▶ [YOUR ASSIGNMENT] Give only the number of lines in the listing below where the string "mountain" occurs.

▶ [RAW DATA]
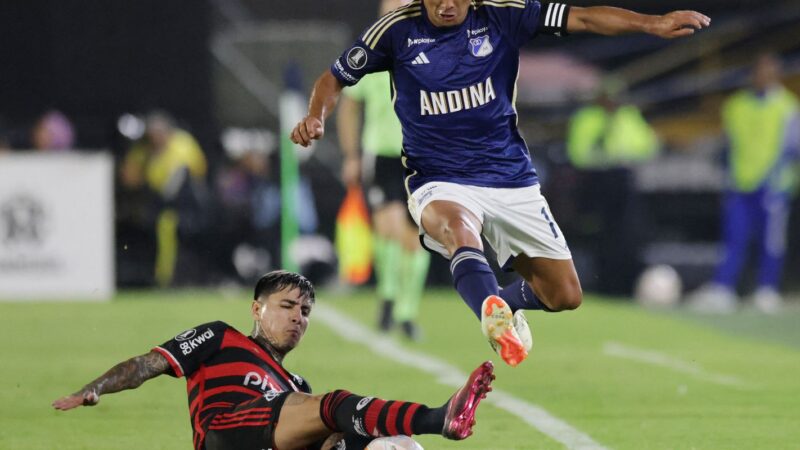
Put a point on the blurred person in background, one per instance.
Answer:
(401, 264)
(762, 127)
(169, 163)
(53, 131)
(604, 141)
(249, 191)
(454, 65)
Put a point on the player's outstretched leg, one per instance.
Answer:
(498, 325)
(342, 411)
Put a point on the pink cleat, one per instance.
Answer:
(460, 416)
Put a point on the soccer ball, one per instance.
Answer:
(659, 286)
(394, 443)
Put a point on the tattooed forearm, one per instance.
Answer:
(128, 374)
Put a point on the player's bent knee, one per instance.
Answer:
(567, 300)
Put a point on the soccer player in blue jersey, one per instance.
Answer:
(454, 66)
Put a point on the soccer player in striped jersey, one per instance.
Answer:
(242, 398)
(454, 65)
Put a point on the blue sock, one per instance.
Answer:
(472, 277)
(519, 295)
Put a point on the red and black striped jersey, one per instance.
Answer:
(223, 368)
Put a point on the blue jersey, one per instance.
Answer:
(454, 88)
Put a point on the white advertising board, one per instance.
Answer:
(56, 226)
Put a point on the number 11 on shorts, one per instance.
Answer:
(550, 221)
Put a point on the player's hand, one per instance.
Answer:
(351, 171)
(308, 129)
(88, 398)
(678, 23)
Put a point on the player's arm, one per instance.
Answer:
(128, 374)
(349, 127)
(323, 100)
(612, 21)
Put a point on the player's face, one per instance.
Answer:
(447, 13)
(283, 318)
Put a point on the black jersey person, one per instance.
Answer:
(454, 65)
(241, 397)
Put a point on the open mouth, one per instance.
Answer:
(447, 16)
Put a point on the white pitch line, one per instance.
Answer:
(662, 360)
(449, 375)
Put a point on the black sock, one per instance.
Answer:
(519, 295)
(370, 416)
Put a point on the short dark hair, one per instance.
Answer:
(277, 280)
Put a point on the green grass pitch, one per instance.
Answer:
(674, 400)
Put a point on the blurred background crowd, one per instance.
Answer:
(645, 147)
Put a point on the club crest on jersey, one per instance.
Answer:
(186, 335)
(480, 46)
(357, 58)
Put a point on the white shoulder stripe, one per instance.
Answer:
(555, 15)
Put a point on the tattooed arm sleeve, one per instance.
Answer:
(128, 374)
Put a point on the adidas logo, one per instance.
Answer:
(421, 59)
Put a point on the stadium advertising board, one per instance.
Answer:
(56, 226)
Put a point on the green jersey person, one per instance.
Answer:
(401, 263)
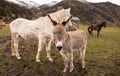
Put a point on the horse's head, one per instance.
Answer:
(59, 32)
(104, 24)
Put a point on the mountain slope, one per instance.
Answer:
(89, 13)
(9, 9)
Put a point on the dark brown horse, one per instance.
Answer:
(97, 28)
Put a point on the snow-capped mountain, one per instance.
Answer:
(26, 3)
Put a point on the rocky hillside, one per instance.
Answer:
(89, 13)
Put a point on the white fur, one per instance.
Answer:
(40, 28)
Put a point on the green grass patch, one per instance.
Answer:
(102, 57)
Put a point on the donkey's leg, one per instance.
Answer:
(70, 56)
(65, 59)
(48, 48)
(16, 42)
(40, 45)
(98, 33)
(12, 44)
(83, 56)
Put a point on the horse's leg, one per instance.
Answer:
(70, 56)
(12, 44)
(40, 45)
(98, 33)
(48, 48)
(83, 56)
(16, 43)
(65, 59)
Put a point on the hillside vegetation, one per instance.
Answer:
(89, 13)
(102, 57)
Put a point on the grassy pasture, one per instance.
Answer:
(102, 57)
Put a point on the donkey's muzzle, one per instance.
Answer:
(59, 47)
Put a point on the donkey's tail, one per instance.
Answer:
(89, 30)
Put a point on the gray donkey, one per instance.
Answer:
(67, 41)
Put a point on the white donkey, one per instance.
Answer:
(67, 41)
(40, 28)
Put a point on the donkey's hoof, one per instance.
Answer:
(18, 58)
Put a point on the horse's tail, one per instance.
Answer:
(89, 30)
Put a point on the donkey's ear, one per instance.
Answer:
(65, 22)
(54, 22)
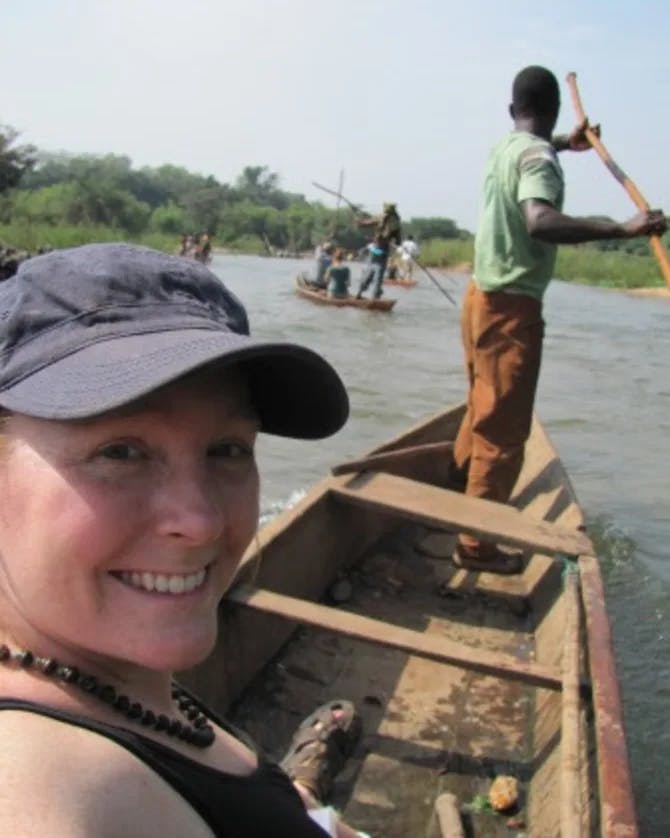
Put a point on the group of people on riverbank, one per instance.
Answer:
(196, 246)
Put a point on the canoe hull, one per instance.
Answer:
(321, 298)
(401, 283)
(429, 726)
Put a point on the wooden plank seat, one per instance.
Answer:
(396, 637)
(436, 507)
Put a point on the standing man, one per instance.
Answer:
(409, 250)
(520, 223)
(387, 234)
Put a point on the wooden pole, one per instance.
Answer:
(571, 814)
(449, 816)
(654, 241)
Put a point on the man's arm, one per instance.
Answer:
(546, 223)
(576, 140)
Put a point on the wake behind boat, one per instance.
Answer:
(303, 289)
(458, 676)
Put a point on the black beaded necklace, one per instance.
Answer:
(198, 733)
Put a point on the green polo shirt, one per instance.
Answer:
(520, 167)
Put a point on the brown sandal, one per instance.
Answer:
(506, 564)
(321, 745)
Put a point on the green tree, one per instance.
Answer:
(169, 218)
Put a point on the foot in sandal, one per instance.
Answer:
(492, 561)
(321, 745)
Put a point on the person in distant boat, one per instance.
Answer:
(338, 276)
(323, 262)
(387, 235)
(520, 223)
(204, 251)
(408, 252)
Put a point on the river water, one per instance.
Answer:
(604, 398)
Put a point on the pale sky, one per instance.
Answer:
(405, 97)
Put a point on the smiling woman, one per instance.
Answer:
(132, 395)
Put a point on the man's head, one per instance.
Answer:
(535, 95)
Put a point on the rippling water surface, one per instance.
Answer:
(604, 398)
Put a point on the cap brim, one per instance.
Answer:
(296, 392)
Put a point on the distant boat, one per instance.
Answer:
(401, 283)
(302, 289)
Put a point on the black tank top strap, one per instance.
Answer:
(233, 806)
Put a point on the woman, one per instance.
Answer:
(338, 276)
(131, 397)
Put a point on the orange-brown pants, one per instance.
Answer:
(502, 339)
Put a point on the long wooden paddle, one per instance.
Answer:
(357, 211)
(654, 241)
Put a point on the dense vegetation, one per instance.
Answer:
(61, 200)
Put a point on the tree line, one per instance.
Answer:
(63, 189)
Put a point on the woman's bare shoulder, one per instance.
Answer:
(58, 779)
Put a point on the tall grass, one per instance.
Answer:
(32, 237)
(610, 269)
(444, 253)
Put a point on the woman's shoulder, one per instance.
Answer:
(59, 779)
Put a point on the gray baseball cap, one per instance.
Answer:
(86, 330)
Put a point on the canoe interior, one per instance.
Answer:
(428, 727)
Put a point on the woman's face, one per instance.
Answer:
(119, 535)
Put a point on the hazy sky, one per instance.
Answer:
(406, 97)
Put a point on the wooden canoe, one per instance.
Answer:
(458, 676)
(401, 283)
(321, 298)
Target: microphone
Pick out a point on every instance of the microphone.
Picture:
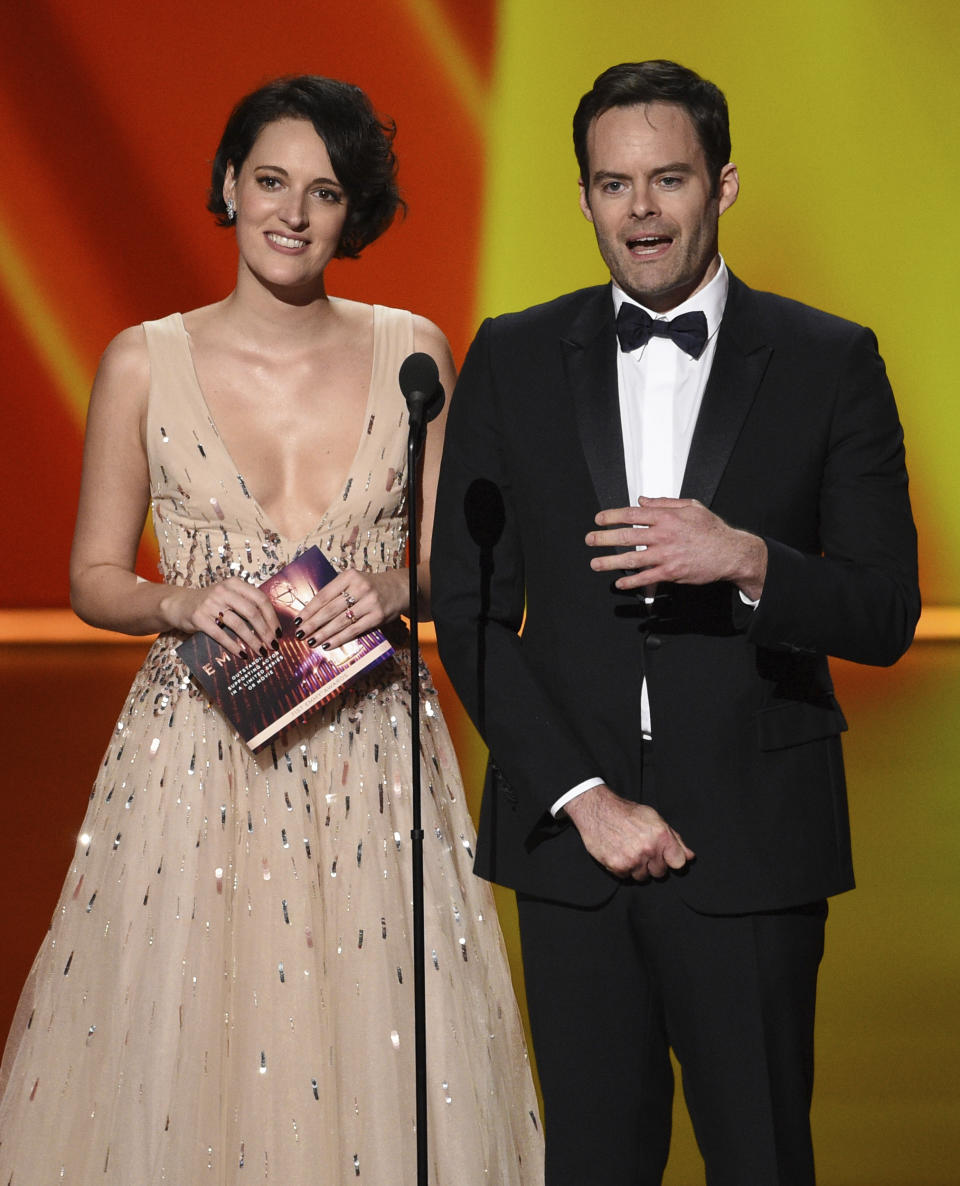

▶ [SOLUTION] 2